> [Set of tasks]
#1 In the post on revolution, what name did the idea of starting again from zero carry before it was applied to an entire society?
#2 Update the revolution post from "On revolution" to "politic and social.", putting "disease" in place of "cancer".
#3 Write what comes next in the post on revolution, picking up after its final sentence.

Saturday, December 10, 2005

On revolution

The idea is this. With the French Revolution, a new concept entered the languages of the world, a cancer that metastisised and invaded every part of the body politic and social.
Before that, we can talk about rebellions, the more serious of which would overthrow the country's rulers and put in their places a new set, but always occupying the same positions in a structure that was basically unaltered. The English Civil War went further in that it sought to replace one class with another in a structure that differed markedly from its predecessor. However, and this is the point, it did so by calling on values that were long established and perceived as lost. So, too, the American Revolution was a cry for the restoration of rights that had been lost and never retrieved.
The French Revolution went beyond all this. Here, by 1792, the attempt was made to erect a structure that had never existed before, to prepare which its founders would start again from ZERO. It was not just to be a new political system; it was a new man. Previous to this, it had been intellectually impossible to make this move; it was literally inconcievable. At least applied to an entire society. As an idea, it had been around for almost 2 millennia, but it had a different name and regarded a completely different relationship. It was called salvation, and it was an event that was purely personal and was something that happened between one person and God. As a religious impulse involving the conscience, acts of sin, contrition and penance leading to a moral and spiritual rebirth, it could only happen inside the heart of an individual man or woman. During the 18th Century, it somehow became possible to think the unthinkable: that just as a man could be saved, so too could a society. But because, from the past came only superstition, corruption and error, it would be necessary, for society's own salvation, that the old structure be razed to the ground so that the new could rise in its place.

Segmentation mask data
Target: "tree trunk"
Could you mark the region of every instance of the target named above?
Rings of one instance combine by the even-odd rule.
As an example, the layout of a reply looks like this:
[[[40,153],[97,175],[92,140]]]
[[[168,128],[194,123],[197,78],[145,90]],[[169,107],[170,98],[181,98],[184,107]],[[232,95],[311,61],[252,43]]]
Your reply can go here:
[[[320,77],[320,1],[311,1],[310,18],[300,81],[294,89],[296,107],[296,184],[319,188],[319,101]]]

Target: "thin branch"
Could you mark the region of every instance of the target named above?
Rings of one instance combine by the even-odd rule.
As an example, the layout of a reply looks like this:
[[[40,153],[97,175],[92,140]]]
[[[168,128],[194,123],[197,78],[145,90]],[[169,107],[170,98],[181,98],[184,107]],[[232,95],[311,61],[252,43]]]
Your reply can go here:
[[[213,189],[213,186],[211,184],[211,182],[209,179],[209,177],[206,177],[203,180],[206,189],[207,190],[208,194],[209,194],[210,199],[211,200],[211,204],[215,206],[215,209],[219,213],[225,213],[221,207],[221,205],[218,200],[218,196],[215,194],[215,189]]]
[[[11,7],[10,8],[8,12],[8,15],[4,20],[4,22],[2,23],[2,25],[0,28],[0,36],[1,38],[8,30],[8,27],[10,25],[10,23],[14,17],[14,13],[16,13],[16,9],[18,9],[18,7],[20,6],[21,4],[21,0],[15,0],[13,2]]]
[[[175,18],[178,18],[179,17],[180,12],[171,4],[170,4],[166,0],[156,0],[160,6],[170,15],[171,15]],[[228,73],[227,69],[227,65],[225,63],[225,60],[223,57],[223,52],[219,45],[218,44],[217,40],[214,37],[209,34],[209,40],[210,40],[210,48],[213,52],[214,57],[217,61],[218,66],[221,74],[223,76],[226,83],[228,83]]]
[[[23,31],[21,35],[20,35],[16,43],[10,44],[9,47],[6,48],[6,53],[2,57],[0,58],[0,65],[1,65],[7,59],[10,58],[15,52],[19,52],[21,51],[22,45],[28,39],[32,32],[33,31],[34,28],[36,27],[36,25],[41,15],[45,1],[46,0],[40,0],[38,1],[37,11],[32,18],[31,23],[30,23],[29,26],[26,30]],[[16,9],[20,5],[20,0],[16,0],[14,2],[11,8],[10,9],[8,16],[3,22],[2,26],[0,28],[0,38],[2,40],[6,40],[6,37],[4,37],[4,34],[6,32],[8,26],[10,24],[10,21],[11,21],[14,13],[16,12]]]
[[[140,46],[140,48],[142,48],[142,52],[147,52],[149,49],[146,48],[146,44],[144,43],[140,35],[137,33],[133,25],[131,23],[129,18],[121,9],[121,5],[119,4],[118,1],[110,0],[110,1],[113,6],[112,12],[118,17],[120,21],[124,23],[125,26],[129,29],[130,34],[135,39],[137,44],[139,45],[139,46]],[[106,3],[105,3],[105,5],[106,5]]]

> [Answers for this exercise]
#1 It was called salvation.

#2
On revolution

The idea is this. With the French Revolution, a new concept entered the languages of the world, a disease that metastisised and invaded every part of the body politic and social.

#3
The possibility of this thought brought something entirely new to the world. It made Marxism possible, and so Stalin, Mao and Pol Pot. These are the most egregious examples, where the thought crushed lives and whole societies. However, its ramifications have been far more widespread and insidious. It has entered the mental patterns of the West and props up almost every radical movement of the 20th Century. It has undeniable power because it breaks down every barrier; no social structure is immune to an analysis that begins (or rather, ends) at Ground Zero. Combined with a view that sees power only as win-lose (those that have power do so only by taking it from those under them), it underpins the guilt that lacerates westerners.
The Fall of the Berlin Wall, 200 years after the upheaval that brought it into being, was its death knell, at least for those that could hear.